Convert the listing below into a Markdown table with the columns Row and Line, covering only the lines from the one containing "In this exercise you will locate the snow covered rock" through the one containing "<point>397,724</point>". Give each line a row number, and omit blank lines.

[BEGIN Dataset rows]

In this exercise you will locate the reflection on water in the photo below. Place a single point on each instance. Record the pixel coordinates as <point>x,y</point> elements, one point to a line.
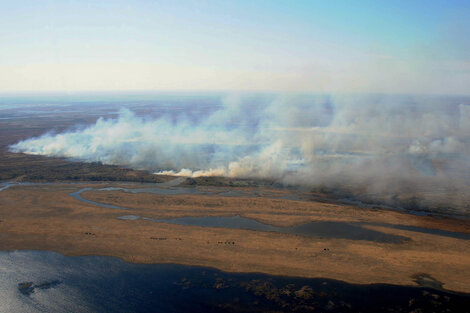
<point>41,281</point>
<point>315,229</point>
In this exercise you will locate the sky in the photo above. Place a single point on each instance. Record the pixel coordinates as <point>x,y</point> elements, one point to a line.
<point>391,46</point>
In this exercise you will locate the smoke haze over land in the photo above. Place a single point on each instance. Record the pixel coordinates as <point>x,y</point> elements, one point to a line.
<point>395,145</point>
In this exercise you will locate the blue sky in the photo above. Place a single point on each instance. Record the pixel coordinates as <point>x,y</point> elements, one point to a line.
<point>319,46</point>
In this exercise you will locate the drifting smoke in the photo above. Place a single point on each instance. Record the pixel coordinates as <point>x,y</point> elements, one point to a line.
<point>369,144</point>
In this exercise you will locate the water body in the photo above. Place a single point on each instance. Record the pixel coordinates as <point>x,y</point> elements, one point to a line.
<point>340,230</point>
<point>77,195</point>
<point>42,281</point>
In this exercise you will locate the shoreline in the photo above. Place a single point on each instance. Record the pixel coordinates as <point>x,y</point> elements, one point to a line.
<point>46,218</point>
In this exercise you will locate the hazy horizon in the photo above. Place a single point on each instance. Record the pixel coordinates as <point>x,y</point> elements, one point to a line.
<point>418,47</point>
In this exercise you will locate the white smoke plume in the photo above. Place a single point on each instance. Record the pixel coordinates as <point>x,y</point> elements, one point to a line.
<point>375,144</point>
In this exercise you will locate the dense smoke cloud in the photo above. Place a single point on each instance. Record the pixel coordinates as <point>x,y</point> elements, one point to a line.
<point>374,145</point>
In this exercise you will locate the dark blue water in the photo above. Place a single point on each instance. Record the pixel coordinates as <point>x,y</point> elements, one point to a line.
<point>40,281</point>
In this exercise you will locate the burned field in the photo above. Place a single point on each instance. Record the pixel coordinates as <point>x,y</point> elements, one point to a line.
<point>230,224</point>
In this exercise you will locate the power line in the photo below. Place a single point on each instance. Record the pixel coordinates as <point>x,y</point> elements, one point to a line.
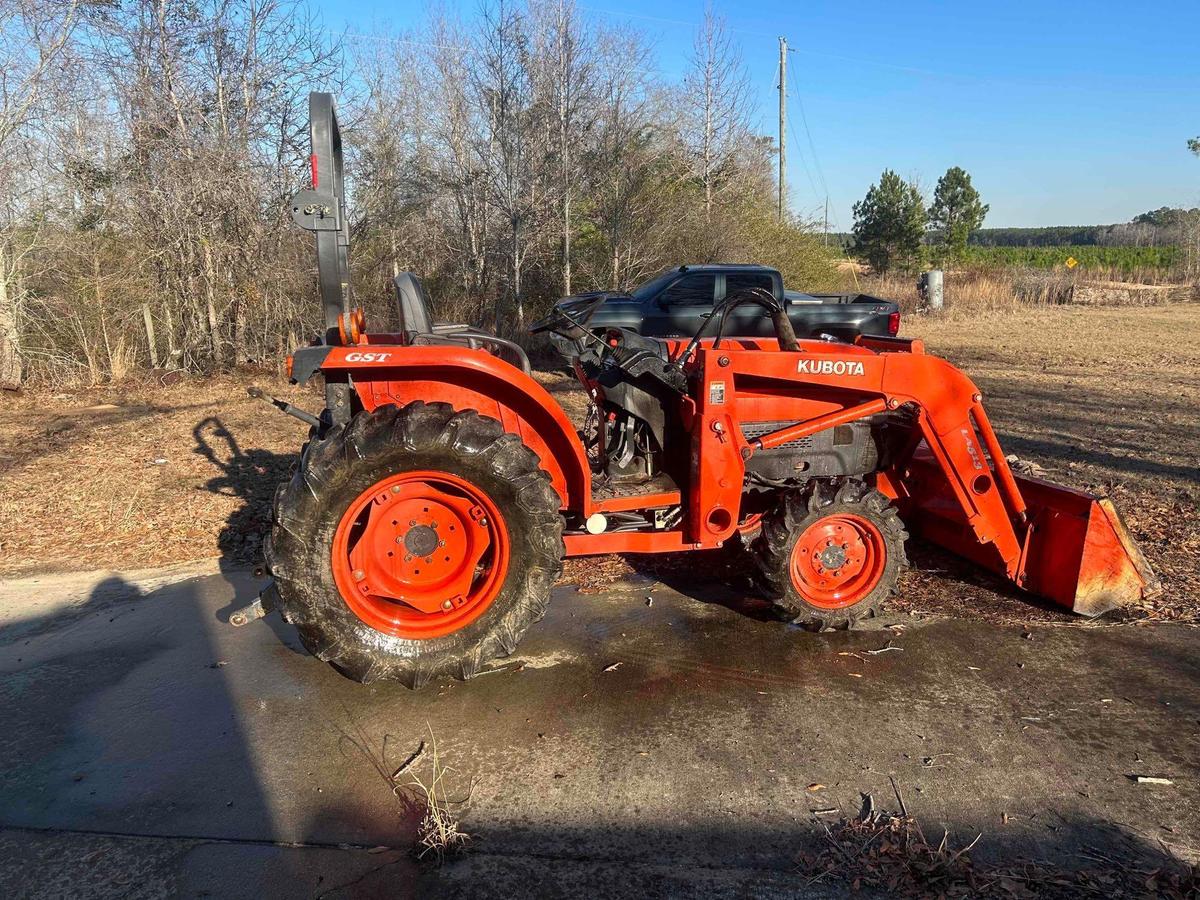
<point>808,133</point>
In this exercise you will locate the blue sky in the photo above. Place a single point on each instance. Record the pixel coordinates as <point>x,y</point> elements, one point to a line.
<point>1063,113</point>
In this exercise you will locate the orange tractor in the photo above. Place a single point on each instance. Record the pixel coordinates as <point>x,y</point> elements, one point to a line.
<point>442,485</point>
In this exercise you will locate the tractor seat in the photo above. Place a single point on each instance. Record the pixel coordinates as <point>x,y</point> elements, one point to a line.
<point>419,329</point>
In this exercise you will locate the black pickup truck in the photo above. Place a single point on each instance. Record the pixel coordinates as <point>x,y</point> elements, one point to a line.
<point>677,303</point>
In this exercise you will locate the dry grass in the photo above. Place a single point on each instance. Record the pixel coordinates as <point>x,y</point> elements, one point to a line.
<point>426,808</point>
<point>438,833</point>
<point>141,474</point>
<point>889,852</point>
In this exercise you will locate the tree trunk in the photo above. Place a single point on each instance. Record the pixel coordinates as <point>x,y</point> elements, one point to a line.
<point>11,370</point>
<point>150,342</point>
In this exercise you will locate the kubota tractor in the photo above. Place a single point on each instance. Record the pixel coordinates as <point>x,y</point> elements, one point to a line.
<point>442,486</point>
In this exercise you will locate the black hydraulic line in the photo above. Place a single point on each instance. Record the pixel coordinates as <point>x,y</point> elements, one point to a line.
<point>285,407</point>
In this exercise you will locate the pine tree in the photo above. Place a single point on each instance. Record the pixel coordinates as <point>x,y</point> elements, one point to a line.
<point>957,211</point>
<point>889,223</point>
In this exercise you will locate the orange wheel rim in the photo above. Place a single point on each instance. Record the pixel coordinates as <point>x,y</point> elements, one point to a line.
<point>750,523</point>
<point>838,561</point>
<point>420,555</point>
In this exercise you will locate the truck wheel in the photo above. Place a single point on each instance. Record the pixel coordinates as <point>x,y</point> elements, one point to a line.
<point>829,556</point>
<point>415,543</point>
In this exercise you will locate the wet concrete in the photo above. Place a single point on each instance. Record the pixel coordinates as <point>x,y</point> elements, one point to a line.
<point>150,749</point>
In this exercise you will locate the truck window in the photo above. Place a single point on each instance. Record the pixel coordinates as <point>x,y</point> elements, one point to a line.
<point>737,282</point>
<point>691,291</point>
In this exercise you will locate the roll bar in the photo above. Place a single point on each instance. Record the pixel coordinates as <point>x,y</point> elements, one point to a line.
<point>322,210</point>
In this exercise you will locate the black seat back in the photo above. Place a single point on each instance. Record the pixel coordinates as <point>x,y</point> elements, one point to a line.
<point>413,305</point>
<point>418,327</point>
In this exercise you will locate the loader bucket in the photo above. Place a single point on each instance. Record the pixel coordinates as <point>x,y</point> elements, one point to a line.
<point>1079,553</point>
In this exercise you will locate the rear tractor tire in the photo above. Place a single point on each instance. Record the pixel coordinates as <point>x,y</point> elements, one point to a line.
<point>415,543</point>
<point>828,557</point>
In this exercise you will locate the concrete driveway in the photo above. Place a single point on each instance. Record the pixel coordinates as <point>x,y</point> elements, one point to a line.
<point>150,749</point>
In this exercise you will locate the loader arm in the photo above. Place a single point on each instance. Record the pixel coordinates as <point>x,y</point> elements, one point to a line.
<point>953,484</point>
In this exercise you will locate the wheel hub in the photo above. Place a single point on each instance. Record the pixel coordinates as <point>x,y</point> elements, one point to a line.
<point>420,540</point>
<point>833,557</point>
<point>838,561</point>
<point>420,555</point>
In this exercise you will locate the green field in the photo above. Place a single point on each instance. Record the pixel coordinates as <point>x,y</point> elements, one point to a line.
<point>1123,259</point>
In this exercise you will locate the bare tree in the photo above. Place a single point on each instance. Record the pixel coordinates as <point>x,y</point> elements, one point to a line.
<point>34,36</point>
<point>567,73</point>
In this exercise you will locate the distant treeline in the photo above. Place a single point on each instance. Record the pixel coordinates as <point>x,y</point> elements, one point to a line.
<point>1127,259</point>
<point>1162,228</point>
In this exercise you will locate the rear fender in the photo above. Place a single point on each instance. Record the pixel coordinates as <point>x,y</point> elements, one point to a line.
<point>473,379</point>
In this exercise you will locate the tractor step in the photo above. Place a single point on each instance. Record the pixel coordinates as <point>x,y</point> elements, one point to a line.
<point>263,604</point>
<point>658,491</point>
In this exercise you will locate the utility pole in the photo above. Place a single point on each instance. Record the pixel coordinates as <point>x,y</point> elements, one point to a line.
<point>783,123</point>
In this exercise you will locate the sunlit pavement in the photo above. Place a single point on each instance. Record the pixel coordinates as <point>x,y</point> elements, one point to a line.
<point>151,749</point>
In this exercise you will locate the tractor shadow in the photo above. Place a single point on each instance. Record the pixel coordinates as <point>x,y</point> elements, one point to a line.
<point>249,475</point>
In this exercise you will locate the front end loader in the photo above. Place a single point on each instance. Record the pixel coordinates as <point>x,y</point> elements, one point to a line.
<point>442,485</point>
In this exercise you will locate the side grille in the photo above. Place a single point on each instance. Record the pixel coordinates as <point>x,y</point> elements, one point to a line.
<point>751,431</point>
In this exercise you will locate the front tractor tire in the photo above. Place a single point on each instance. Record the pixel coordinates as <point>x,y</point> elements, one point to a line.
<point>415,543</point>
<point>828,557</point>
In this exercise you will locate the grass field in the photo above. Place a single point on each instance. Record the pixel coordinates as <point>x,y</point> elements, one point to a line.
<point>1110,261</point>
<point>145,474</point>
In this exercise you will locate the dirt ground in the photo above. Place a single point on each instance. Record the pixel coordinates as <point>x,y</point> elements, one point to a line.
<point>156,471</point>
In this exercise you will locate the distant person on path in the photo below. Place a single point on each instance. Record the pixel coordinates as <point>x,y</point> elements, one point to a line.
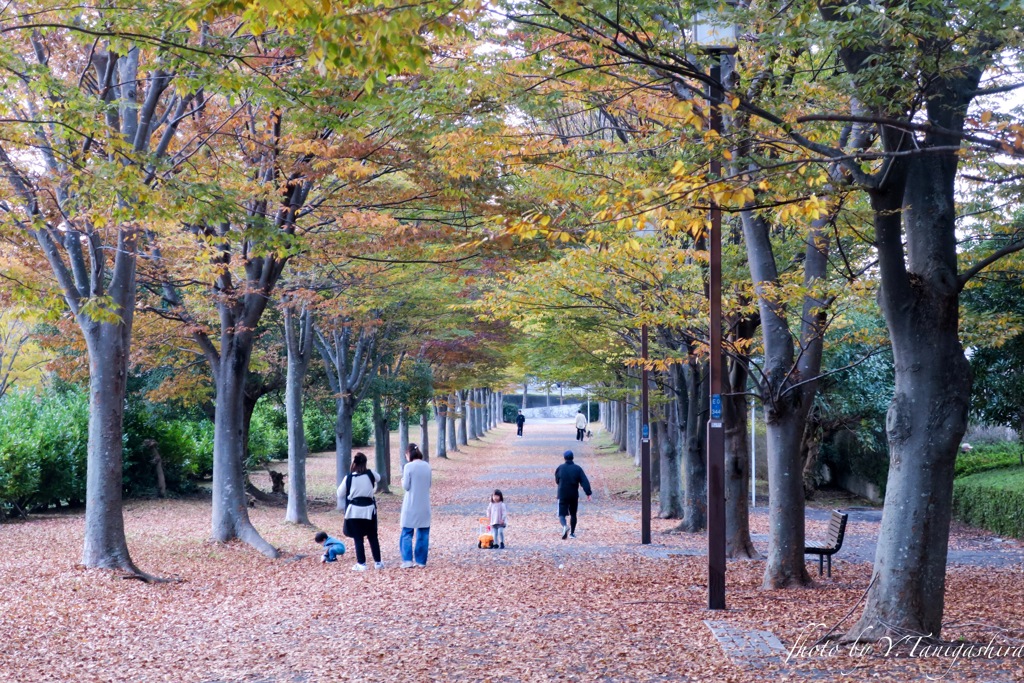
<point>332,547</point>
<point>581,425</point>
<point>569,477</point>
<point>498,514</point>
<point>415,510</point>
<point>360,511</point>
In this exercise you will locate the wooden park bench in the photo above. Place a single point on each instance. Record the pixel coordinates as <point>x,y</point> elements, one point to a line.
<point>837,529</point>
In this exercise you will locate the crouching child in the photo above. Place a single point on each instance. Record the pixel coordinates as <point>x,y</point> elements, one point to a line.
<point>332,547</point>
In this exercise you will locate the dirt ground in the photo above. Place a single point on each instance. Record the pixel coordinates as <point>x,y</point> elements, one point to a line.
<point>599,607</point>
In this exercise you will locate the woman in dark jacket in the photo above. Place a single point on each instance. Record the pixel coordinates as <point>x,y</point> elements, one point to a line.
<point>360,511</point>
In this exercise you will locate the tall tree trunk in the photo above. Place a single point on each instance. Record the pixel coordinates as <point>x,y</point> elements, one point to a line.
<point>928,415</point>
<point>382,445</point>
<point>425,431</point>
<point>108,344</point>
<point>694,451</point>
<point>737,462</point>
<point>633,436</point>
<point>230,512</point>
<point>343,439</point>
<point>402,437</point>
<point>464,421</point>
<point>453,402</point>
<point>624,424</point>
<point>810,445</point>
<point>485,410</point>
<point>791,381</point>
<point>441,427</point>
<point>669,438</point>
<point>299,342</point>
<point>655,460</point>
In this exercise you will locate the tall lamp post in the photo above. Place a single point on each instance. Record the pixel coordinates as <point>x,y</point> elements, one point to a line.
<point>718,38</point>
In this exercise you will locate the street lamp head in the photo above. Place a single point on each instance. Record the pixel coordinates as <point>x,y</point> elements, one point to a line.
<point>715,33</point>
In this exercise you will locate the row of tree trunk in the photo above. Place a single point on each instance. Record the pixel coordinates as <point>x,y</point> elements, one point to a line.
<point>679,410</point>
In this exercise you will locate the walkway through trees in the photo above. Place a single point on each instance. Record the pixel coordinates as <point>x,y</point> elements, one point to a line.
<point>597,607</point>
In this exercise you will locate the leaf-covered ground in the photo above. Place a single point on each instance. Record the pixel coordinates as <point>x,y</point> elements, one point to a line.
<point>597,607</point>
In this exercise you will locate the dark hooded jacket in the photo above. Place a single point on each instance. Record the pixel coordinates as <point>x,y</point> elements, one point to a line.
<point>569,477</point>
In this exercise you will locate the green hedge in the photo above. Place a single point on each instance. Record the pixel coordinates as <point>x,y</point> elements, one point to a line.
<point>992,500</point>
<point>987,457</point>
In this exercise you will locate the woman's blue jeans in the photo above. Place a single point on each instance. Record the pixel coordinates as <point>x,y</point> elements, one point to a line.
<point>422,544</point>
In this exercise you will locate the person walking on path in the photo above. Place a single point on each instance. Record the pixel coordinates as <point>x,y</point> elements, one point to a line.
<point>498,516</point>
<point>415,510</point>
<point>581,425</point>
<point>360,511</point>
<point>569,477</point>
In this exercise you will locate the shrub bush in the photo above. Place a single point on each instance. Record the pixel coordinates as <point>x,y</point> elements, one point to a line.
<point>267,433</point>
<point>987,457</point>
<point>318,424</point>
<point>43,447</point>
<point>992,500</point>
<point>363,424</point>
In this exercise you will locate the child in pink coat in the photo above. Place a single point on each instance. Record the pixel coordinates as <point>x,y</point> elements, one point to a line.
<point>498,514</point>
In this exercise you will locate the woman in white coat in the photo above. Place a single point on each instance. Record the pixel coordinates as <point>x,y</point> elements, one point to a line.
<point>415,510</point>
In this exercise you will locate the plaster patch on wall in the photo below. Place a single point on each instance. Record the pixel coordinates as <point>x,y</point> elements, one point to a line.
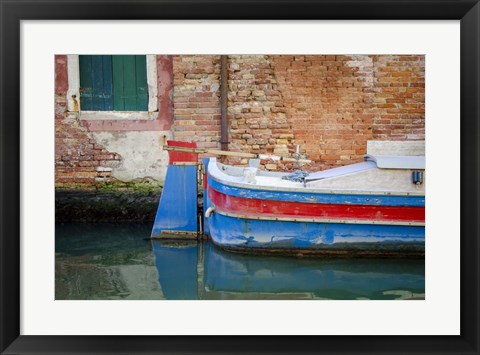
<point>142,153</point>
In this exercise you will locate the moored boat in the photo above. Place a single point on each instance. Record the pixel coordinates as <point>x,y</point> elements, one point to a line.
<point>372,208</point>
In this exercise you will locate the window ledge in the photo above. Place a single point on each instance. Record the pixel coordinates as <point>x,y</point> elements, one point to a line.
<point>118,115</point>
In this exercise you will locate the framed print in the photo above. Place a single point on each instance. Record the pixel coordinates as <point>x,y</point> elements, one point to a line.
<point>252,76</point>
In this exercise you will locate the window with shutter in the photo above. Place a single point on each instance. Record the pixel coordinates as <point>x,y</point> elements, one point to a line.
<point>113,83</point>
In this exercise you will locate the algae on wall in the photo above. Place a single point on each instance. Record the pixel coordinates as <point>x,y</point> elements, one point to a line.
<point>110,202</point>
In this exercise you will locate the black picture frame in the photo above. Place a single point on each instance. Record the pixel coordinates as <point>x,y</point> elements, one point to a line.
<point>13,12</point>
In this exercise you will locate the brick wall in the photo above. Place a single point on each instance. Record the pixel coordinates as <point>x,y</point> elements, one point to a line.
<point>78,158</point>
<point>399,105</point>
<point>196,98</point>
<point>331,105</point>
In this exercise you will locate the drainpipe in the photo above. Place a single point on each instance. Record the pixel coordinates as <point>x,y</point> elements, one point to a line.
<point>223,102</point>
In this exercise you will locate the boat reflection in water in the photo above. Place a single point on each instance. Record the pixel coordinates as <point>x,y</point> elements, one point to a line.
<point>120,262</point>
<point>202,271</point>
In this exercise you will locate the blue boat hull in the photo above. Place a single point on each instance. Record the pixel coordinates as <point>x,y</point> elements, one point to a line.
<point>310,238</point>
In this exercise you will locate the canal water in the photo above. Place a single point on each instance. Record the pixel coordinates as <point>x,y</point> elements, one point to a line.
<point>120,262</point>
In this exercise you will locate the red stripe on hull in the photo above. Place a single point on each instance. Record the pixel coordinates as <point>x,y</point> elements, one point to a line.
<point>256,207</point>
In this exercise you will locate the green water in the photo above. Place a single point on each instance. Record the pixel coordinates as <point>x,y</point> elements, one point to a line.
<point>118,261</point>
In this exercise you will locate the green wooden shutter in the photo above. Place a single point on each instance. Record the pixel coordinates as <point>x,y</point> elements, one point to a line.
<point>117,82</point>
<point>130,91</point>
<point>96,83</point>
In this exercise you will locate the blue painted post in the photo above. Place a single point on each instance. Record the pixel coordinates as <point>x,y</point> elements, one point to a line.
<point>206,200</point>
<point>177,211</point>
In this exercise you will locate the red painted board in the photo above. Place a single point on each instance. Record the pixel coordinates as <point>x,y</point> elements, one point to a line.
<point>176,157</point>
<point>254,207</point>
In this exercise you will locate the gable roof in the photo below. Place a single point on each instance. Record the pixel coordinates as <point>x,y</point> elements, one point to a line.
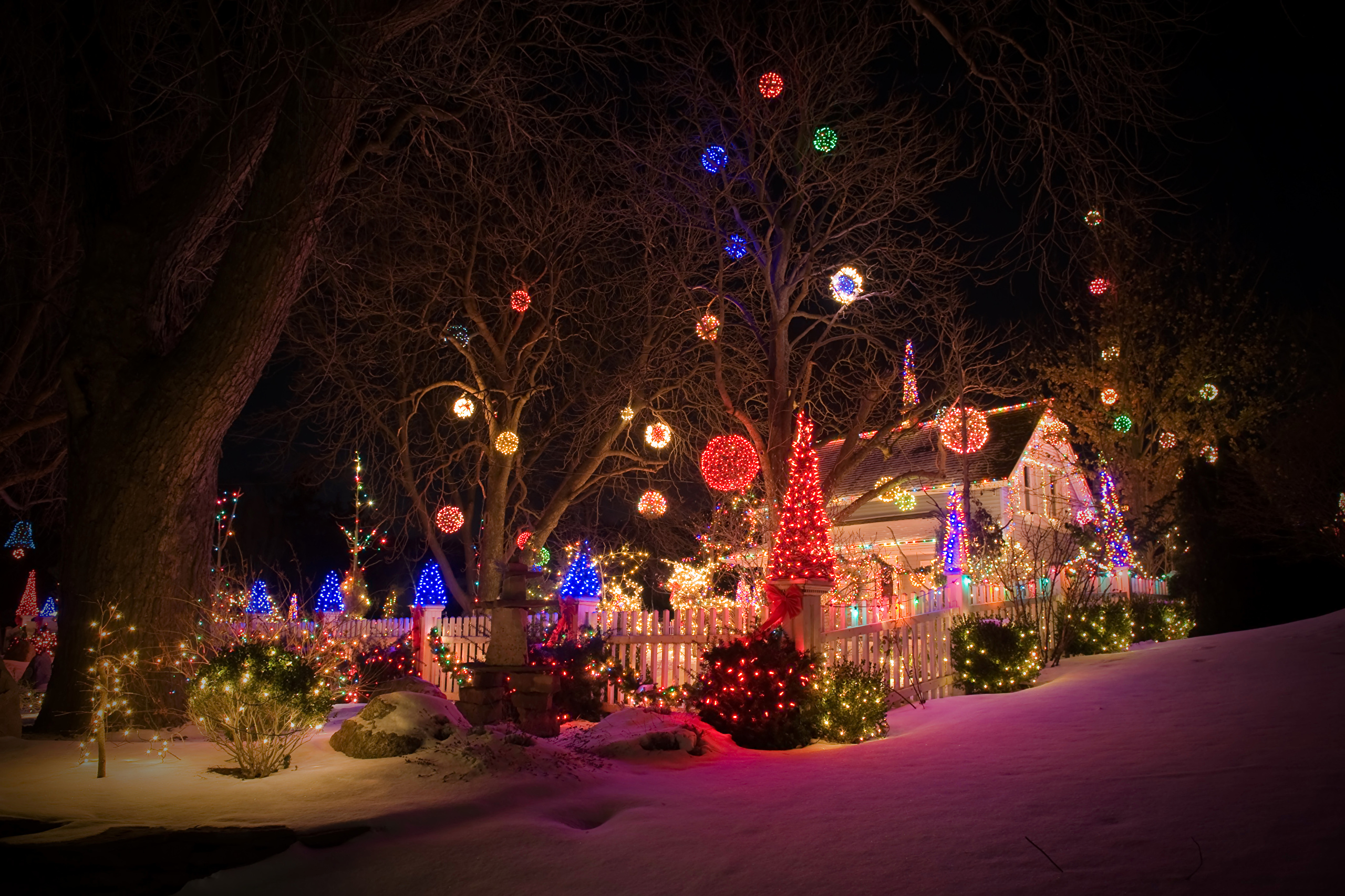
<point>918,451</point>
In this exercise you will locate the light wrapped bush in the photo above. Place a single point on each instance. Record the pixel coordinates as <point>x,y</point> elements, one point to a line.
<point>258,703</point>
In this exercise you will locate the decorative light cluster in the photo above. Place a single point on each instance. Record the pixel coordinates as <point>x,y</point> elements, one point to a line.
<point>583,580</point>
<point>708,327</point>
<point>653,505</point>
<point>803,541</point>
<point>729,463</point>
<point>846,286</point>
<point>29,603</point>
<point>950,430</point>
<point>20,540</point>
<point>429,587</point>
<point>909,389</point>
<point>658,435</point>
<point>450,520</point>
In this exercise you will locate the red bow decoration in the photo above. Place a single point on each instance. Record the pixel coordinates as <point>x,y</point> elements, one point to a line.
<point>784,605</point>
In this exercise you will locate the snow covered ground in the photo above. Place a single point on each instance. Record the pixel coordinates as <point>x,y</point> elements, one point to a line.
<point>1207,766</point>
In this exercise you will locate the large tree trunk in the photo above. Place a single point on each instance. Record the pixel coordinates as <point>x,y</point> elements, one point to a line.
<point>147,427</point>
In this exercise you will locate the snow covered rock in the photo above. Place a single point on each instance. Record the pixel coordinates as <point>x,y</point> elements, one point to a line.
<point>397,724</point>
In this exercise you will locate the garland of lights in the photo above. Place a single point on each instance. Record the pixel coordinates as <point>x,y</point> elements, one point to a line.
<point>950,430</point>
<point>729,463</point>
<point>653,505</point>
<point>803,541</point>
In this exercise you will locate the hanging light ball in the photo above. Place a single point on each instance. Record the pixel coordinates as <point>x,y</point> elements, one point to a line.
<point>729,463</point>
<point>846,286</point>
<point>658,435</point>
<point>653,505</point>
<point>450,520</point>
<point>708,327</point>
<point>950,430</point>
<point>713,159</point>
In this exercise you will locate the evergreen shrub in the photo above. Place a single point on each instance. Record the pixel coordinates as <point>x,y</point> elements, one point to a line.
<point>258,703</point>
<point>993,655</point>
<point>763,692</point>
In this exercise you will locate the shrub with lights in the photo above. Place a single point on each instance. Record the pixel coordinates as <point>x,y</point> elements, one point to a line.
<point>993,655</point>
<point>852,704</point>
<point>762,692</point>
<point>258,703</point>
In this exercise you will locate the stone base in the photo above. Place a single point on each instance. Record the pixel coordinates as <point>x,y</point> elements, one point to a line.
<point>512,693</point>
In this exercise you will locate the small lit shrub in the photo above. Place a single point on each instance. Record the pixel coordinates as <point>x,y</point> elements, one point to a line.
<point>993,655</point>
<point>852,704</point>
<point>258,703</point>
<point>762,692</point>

[END Dataset rows]

> _Task result_
| Row | Line |
|---|---|
| 1 | In this exercise you will locate the snow covered rock in the photo above. Place a single point on each instance. Record the pixel coordinates as <point>x,y</point> elements, one point to a line. |
| 2 | <point>397,724</point> |